## LIST OF TASKS
**a)** Extract the portion of the passage on the happiness and personality study starting at "It is a descriptive" and ending at "very general hypotheses.".
**b)** State the mean age of the participating sample given in the passage on the happiness and personality study.

## PASSAGE TO READ
-----
It is a descriptive cross-sectional population study with non-probabilistic samples (Montero & León, 2007), by means of questionnaires with ex post facto components for the contrasting of hypotheses on happiness and personality on the one hand, and on the relationship between personality disorders and happiness based on very general hypotheses.


The participating available sample consisted of 321 adult subjects, of a mean age of 24.2 years (SD = 7.43); 63% of them were women, with 45% of university students, and 12% married or living as a couple.


The personality questionnaire used was NEO-PI-R authored by Costa and McCrae (1992), official Spanish version (Avia, Sanz, & Sánchez-Bernardos, 1997), which evaluates the "Big Five": Neuroticism, Extraversion, Openness to experience, Agreeableness, and Conscientiousness, each of them having six facets. The first is mainly identified with emotional instability, and tendency to anxiety, characteristic of the so-called "negative affect". Extraversion is characterized by the tendency to establish social relations (though not long-lasting), and is regarded as a positive emotionality factor. Openness to experience implies remaining open to reality, and has significant and positive cognitive contents. Agreeableness is assumed to be a positive personality factor, and the reference is the interaction with the others. Finally, the Conscientiousness factor is more complex to interpret, for having positive and compulsive contents (tendency to continue and finish the task started), and commitment to the tasks to be done. The alphas of the factors are high and within the normal levels in this population: Neuroticism = .88, Extraversion = .87, Openness to experience = .82, Agreeability = .84, and Conscientiousness = .90.
-----
## DATA FOR ANALYSIS
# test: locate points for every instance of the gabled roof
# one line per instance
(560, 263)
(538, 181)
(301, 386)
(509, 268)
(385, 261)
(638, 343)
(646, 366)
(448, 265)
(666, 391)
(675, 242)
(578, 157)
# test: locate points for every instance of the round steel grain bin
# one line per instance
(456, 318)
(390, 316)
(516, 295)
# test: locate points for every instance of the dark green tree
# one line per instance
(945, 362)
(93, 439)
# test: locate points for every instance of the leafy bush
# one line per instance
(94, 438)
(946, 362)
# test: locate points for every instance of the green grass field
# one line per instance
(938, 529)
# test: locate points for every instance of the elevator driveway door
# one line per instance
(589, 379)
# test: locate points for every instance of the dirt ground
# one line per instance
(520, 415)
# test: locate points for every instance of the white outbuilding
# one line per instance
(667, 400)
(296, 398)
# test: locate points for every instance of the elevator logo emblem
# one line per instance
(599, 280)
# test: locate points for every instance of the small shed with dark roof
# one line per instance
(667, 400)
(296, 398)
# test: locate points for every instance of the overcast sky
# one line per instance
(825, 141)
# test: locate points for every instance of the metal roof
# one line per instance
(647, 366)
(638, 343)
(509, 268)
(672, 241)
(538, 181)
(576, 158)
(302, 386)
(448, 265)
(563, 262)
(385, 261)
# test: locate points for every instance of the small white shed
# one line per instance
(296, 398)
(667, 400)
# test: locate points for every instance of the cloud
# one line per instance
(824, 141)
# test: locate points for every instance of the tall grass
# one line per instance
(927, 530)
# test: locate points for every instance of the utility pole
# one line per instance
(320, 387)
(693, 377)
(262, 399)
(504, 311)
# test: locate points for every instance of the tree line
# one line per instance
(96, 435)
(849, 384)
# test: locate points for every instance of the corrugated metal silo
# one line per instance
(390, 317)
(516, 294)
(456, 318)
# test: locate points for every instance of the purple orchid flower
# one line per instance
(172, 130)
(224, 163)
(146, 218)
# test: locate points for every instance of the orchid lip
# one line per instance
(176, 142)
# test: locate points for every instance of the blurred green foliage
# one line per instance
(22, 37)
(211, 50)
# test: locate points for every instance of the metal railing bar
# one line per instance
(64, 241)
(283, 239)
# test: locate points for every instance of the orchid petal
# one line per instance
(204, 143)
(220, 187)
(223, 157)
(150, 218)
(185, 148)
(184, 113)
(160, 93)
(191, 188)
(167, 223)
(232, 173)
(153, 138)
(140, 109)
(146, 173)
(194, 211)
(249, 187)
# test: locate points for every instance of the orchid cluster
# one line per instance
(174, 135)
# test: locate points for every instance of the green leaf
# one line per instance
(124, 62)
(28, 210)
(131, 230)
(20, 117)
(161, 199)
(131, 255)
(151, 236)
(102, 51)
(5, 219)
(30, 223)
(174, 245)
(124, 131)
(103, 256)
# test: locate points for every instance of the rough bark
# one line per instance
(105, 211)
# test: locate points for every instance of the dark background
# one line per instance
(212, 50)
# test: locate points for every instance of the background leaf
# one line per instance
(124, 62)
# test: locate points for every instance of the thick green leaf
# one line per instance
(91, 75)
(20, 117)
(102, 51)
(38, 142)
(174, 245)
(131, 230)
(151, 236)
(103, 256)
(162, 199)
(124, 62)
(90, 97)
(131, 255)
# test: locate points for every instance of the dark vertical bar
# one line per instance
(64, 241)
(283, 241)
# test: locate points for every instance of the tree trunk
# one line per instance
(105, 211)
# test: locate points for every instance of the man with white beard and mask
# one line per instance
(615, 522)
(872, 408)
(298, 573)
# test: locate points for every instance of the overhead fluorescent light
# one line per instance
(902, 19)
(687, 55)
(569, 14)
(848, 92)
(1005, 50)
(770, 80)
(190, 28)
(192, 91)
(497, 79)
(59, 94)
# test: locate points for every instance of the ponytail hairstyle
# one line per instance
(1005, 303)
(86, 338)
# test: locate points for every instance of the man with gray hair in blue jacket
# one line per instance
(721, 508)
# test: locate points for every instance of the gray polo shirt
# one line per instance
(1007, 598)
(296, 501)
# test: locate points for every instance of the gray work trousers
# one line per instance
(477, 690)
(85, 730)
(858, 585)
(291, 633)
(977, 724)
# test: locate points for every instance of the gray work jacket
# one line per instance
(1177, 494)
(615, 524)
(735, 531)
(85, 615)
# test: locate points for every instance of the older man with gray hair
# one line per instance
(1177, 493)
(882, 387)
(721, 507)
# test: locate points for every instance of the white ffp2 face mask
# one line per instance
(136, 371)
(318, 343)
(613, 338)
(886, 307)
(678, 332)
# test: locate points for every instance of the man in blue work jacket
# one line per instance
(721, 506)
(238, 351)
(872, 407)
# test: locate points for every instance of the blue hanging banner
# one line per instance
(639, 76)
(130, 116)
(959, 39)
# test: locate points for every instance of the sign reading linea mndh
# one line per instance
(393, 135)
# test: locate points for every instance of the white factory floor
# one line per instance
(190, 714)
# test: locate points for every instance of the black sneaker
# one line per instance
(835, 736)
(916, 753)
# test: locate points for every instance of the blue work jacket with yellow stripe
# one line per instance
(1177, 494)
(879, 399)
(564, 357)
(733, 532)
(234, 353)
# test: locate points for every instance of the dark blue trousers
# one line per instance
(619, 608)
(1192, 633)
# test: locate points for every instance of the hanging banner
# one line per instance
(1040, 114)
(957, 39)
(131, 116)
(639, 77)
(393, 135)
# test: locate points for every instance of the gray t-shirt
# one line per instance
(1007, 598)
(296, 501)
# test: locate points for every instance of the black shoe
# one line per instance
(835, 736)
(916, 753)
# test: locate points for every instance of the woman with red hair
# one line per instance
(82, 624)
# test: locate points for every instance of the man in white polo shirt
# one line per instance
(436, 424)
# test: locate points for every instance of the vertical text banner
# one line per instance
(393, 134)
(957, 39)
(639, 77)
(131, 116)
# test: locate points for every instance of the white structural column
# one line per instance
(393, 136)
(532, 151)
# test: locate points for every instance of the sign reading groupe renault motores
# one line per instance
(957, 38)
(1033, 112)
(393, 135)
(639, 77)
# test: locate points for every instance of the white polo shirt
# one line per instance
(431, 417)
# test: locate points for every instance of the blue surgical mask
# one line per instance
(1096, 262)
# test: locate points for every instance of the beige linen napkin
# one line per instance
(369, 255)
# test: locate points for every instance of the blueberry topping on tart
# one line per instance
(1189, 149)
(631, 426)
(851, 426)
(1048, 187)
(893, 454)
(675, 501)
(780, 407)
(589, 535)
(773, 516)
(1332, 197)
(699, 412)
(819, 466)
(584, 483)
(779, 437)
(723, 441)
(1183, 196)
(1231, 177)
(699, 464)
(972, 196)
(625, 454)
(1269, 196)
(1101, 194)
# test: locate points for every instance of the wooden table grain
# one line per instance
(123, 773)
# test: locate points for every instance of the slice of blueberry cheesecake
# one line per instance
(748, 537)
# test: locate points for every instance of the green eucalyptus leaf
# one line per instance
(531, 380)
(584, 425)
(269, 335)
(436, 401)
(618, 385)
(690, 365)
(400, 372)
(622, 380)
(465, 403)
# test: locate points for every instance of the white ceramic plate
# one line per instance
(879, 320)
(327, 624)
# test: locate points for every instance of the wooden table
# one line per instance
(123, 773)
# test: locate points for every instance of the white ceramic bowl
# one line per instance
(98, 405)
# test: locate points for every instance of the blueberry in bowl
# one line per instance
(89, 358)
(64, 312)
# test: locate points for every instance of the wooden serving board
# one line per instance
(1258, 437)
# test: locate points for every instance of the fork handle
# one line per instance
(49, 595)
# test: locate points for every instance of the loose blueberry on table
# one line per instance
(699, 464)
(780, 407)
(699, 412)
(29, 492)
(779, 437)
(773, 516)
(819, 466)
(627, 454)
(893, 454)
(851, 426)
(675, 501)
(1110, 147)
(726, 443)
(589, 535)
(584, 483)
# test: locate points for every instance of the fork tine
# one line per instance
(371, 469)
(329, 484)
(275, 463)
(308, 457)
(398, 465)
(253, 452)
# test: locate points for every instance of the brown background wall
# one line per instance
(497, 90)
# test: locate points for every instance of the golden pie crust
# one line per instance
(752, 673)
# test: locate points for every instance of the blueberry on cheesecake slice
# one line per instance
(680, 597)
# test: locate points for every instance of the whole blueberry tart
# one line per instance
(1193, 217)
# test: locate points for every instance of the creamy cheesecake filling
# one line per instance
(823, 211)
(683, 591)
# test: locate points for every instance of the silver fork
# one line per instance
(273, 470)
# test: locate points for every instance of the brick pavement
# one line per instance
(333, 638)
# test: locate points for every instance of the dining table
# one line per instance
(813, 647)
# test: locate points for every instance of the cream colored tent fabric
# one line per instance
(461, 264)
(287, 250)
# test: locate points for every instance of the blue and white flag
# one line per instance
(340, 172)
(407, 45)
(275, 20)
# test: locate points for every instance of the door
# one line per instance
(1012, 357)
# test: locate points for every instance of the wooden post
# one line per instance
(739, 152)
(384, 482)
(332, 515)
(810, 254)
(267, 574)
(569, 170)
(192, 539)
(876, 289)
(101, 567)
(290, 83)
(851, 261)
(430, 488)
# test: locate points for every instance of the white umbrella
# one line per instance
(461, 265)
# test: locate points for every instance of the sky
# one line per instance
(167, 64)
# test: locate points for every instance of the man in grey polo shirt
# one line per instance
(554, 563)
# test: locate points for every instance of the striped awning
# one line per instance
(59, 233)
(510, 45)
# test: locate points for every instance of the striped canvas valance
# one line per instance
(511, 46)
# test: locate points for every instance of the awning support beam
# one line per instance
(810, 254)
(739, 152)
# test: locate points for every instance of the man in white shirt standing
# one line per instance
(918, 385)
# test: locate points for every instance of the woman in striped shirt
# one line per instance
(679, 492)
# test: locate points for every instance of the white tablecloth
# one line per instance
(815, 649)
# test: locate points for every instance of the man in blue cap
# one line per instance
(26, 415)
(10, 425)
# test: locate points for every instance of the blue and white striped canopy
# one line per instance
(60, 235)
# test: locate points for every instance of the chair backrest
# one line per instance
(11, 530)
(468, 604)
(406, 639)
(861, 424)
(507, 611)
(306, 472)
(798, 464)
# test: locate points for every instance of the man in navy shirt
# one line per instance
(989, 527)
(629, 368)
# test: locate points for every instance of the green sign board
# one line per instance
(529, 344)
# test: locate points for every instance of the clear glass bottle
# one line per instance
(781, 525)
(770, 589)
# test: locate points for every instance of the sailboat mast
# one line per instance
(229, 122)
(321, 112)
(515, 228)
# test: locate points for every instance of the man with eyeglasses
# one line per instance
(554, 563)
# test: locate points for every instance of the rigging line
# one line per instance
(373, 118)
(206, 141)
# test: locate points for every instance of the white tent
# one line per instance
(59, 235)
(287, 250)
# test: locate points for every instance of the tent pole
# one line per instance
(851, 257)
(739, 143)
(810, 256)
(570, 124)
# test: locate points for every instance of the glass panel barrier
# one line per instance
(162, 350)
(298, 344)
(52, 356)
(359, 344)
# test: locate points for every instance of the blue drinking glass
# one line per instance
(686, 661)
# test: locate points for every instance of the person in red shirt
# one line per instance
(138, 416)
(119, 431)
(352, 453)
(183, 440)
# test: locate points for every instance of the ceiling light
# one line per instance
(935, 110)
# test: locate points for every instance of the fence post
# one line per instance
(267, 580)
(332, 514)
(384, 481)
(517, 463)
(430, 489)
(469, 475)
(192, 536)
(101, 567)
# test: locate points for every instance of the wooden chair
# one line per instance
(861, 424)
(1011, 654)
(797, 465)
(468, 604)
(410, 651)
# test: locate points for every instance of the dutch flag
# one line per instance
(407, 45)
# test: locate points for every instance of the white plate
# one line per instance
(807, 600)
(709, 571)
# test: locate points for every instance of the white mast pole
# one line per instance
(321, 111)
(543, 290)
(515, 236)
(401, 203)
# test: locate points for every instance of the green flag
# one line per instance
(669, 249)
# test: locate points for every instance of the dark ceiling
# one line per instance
-----
## PER-TASK ANSWERS
**a)**
It is a descriptive cross-sectional population study with non-probabilistic samples (Montero & León, 2007), by means of questionnaires with ex post facto components for the contrasting of hypotheses on happiness and personality on the one hand, and on the relationship between personality disorders and happiness based on very general hypotheses.

**b)** 24.2 years